GIVEN PROBLEM. Beginning at the line that contains "Where can the windshield be", transcribe the remaining lines of the listing exactly; include the final line and omit everything before.

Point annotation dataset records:
────────────────

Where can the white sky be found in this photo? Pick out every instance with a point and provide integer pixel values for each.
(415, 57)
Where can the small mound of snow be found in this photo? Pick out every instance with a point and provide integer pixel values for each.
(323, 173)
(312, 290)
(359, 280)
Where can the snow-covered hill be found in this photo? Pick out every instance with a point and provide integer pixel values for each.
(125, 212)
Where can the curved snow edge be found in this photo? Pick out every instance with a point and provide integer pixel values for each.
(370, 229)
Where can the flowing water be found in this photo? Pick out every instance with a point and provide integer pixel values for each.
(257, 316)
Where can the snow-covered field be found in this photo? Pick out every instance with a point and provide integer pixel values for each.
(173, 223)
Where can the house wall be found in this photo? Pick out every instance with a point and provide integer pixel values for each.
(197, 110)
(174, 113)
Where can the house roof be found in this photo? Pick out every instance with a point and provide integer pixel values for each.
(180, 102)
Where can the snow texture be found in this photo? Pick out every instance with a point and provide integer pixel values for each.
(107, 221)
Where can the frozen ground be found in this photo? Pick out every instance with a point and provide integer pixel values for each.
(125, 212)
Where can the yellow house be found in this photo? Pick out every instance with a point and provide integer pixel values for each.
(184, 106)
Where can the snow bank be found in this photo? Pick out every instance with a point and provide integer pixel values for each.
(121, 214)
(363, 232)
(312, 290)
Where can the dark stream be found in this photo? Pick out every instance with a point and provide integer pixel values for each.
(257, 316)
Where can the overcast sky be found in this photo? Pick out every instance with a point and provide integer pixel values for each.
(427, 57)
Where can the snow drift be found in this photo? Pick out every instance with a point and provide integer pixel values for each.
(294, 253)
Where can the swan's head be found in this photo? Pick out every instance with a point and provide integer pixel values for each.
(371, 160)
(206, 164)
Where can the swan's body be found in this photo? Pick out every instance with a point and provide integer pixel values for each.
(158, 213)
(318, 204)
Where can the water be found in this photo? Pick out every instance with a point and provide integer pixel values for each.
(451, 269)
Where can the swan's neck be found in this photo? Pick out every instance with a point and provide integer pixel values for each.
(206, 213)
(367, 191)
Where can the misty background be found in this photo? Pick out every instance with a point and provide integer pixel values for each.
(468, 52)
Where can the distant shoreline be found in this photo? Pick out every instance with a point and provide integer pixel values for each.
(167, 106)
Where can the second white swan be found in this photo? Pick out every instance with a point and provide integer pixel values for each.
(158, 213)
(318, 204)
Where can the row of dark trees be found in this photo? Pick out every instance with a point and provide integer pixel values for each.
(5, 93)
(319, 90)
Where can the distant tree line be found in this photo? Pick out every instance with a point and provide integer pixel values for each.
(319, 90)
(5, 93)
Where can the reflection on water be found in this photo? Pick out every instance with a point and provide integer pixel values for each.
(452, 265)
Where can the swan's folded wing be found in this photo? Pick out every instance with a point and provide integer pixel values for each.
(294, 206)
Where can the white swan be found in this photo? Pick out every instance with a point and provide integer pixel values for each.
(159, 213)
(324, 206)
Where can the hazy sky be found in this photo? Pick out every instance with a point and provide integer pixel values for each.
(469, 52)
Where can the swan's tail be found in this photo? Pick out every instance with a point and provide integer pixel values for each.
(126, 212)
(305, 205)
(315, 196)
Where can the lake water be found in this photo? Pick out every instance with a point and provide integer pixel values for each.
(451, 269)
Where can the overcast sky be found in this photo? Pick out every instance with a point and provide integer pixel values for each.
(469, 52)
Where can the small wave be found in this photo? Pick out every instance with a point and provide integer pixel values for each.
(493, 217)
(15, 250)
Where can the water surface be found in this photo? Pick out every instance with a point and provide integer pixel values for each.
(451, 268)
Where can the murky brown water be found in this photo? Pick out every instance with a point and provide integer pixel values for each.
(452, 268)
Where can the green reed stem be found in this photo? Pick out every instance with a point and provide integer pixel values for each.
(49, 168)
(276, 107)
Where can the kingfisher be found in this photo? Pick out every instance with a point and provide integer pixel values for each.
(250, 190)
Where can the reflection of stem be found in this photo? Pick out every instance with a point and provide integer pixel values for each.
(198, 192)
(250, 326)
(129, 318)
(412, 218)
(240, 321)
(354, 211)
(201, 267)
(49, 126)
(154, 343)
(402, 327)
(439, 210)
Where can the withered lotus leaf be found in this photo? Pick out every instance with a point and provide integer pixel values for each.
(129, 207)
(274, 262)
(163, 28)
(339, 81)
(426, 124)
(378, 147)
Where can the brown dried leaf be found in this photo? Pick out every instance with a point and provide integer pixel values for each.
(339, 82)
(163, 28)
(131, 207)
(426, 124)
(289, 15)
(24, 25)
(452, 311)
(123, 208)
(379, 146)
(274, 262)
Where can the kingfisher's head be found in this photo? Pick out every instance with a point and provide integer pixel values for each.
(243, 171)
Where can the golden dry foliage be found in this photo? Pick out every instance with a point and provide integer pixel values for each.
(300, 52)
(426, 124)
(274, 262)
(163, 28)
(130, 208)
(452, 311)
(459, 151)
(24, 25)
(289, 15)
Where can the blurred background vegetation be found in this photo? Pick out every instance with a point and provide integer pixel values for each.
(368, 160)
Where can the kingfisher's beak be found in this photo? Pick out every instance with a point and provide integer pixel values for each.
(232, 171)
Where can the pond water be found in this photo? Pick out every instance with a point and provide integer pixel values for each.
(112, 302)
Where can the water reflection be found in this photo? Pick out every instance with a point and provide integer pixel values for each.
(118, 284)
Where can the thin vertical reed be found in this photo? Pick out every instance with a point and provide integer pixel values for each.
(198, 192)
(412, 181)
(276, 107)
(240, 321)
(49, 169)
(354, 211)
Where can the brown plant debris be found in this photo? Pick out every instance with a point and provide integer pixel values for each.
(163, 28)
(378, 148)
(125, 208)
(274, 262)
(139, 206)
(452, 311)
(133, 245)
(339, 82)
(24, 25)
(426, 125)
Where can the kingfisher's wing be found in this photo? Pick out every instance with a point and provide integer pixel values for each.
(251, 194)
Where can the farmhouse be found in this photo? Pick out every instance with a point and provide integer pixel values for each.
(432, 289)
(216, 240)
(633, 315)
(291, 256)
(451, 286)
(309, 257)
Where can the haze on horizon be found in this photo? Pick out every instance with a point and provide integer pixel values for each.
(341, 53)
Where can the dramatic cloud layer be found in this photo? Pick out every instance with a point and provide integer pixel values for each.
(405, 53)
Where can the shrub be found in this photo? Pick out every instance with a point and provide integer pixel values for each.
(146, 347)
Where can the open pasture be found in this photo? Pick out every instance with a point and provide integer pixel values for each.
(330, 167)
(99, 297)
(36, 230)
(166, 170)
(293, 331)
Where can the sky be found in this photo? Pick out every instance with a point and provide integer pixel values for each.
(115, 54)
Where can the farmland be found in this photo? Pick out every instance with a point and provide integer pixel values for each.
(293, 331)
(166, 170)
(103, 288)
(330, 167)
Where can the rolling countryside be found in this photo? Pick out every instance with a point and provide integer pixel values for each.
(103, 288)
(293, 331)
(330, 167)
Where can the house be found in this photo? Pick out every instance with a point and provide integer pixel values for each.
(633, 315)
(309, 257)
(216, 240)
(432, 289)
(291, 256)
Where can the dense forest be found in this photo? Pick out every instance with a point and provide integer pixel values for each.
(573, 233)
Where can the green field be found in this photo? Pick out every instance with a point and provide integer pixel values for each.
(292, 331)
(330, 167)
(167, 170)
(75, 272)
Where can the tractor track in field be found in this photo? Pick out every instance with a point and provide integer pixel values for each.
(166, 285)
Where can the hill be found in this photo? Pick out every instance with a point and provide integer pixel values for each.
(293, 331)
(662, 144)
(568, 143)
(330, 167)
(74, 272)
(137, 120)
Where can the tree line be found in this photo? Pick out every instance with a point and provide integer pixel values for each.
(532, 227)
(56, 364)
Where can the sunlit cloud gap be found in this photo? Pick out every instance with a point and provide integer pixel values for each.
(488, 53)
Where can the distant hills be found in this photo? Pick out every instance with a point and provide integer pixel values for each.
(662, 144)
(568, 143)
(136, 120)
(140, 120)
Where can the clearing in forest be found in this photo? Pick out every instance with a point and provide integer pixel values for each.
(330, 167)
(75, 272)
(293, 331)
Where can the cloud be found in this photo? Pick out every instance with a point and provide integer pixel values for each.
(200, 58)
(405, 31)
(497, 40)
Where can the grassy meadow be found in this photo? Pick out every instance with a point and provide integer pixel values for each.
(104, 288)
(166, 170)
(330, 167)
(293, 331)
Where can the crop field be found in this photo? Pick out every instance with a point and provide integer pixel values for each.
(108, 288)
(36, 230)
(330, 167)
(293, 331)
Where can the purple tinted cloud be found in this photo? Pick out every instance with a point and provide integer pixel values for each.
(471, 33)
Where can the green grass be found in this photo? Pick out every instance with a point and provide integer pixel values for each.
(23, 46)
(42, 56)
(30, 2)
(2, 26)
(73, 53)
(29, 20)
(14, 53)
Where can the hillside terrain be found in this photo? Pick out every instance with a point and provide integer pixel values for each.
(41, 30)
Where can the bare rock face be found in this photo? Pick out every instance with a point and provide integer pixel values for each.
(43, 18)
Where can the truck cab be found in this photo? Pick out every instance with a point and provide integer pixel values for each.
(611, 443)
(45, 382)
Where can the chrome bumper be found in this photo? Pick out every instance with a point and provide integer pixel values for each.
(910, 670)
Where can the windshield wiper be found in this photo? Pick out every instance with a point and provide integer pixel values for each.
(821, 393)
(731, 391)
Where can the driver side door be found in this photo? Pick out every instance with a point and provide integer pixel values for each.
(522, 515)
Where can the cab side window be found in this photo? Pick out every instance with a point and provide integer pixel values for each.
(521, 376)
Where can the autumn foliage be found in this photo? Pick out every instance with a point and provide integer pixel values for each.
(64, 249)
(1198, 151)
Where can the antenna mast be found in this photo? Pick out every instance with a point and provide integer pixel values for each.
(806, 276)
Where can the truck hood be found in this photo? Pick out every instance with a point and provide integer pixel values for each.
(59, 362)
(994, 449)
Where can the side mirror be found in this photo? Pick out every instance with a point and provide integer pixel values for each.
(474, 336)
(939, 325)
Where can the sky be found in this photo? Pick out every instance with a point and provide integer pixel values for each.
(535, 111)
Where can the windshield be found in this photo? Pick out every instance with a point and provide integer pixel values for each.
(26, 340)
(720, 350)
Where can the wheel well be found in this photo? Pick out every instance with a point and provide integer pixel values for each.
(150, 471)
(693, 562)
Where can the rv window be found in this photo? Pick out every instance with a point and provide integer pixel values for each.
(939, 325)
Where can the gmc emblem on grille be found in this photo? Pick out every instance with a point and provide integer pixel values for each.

────────────────

EXPECTED OUTPUT.
Where can the windshield be found in this photo? Pick out every instance with a point and provide integer pixel values for each.
(26, 340)
(720, 350)
Where can the wheel well be found in this photo? Pick out every instance with a point and provide integer pixel values for each.
(150, 471)
(693, 562)
Where can the rv window be found in this photo? Pick out every instance with a point and provide integer pixel values for each.
(939, 325)
Where can the gmc emblem on grille be found in this photo? Pick out every instance with a point and provide integer pixel values for each.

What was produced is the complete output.